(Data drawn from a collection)
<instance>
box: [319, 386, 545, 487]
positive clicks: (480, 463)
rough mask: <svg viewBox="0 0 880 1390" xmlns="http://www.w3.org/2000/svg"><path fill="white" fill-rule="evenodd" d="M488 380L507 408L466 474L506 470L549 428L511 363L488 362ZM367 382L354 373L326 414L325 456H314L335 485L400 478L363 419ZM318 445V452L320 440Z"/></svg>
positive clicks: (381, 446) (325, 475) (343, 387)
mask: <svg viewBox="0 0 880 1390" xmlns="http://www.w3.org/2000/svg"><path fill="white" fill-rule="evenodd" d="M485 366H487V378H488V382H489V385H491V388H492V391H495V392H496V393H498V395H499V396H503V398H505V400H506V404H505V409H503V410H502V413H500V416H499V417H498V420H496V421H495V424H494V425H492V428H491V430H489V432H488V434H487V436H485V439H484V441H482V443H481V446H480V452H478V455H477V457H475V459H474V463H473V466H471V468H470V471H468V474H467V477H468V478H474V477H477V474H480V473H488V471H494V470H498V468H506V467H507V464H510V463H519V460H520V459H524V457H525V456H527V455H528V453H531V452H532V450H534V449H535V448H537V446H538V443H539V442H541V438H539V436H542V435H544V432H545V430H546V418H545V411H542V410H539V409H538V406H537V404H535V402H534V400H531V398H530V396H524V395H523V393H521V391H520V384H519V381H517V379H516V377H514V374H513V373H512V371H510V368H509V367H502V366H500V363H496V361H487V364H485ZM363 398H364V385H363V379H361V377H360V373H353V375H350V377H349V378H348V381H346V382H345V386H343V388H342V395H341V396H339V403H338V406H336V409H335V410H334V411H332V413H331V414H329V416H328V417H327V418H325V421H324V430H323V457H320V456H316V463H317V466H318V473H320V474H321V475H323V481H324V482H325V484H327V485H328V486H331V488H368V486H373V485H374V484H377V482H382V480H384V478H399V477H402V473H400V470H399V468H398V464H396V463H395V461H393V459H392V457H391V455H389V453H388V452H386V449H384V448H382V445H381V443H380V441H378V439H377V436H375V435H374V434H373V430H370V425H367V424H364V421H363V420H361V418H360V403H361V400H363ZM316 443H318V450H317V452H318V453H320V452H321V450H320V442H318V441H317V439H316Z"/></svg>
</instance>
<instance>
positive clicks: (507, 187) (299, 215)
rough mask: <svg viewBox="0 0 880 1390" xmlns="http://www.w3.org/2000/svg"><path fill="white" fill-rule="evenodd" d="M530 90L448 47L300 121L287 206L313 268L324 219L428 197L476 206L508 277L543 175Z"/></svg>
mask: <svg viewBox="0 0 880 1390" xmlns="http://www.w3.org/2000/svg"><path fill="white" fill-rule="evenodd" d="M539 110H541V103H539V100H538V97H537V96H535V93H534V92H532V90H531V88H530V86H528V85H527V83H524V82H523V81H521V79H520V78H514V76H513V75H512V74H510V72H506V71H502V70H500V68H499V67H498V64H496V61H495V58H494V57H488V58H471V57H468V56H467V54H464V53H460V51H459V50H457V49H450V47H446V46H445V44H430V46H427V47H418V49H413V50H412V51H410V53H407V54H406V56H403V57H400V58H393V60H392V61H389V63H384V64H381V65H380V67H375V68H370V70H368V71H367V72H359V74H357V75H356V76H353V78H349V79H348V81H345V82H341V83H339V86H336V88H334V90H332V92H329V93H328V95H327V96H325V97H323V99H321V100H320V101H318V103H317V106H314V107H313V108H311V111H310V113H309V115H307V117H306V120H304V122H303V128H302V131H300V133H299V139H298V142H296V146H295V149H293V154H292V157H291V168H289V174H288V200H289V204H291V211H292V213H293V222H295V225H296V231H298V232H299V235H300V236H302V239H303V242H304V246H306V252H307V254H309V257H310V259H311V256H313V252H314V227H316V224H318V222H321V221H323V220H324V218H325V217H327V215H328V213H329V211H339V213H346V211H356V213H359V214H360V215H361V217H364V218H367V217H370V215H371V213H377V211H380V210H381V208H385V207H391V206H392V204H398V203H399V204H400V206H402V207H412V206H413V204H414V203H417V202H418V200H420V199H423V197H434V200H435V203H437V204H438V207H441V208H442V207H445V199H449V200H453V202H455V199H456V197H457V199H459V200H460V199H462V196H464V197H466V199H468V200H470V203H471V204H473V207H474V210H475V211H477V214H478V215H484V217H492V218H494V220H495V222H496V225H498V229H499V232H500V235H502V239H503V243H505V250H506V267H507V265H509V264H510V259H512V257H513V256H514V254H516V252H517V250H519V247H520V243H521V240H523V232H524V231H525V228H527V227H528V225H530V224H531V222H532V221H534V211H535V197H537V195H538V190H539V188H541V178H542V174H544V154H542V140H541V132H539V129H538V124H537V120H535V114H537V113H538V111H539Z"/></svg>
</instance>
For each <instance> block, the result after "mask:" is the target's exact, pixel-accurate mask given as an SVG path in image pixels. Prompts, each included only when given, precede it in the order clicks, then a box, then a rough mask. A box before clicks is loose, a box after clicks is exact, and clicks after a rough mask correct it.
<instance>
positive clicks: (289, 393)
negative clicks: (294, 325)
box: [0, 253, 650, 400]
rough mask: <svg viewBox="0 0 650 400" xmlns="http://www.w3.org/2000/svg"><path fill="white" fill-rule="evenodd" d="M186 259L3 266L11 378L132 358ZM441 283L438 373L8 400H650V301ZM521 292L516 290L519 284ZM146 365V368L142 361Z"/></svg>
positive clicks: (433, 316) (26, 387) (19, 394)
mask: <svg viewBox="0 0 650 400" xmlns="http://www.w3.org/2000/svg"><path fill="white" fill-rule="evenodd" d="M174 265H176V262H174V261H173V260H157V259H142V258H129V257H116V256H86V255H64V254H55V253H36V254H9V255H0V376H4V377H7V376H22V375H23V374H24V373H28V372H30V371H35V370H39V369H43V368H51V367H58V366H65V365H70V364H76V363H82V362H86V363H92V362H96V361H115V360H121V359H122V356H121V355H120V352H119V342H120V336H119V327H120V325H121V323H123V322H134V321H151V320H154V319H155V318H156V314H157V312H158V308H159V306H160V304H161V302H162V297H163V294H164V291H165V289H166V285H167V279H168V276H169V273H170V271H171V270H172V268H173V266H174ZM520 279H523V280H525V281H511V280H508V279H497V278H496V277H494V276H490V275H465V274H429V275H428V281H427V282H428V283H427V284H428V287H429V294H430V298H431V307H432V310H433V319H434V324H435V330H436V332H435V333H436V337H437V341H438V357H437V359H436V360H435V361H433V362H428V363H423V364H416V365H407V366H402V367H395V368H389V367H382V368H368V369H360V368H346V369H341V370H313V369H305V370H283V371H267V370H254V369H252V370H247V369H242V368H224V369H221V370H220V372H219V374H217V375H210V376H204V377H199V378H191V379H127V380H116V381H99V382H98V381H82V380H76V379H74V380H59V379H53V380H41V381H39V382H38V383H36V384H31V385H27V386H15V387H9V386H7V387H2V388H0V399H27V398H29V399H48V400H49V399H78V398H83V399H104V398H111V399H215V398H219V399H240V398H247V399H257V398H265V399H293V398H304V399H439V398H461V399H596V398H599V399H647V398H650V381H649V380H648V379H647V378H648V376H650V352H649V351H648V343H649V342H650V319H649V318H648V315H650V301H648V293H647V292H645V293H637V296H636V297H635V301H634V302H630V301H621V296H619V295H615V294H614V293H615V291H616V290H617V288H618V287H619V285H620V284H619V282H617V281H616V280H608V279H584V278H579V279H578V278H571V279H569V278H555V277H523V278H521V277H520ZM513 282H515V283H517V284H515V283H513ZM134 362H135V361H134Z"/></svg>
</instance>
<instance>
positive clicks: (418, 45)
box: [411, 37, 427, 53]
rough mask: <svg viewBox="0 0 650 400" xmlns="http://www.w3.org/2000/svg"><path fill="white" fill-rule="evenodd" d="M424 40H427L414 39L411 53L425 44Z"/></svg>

* _PROBLEM TO SOLVE_:
Starting at the line that contains "259L3 266L11 378L132" and ending at the line that contains "positive clicks: (433, 316)", output those lines of the records as a Markdown table with the columns Row and Line, skipping any blank lines.

* _SOLVED PROBLEM_:
| Row | Line |
|---|---|
| 1 | rough mask: <svg viewBox="0 0 650 400" xmlns="http://www.w3.org/2000/svg"><path fill="white" fill-rule="evenodd" d="M186 259L3 266L11 378L132 358ZM441 283L438 373L8 400H650V301ZM521 292L516 290L519 284ZM146 365V368L142 361Z"/></svg> |
| 2 | positive clicks: (433, 316) (26, 387) (19, 394) |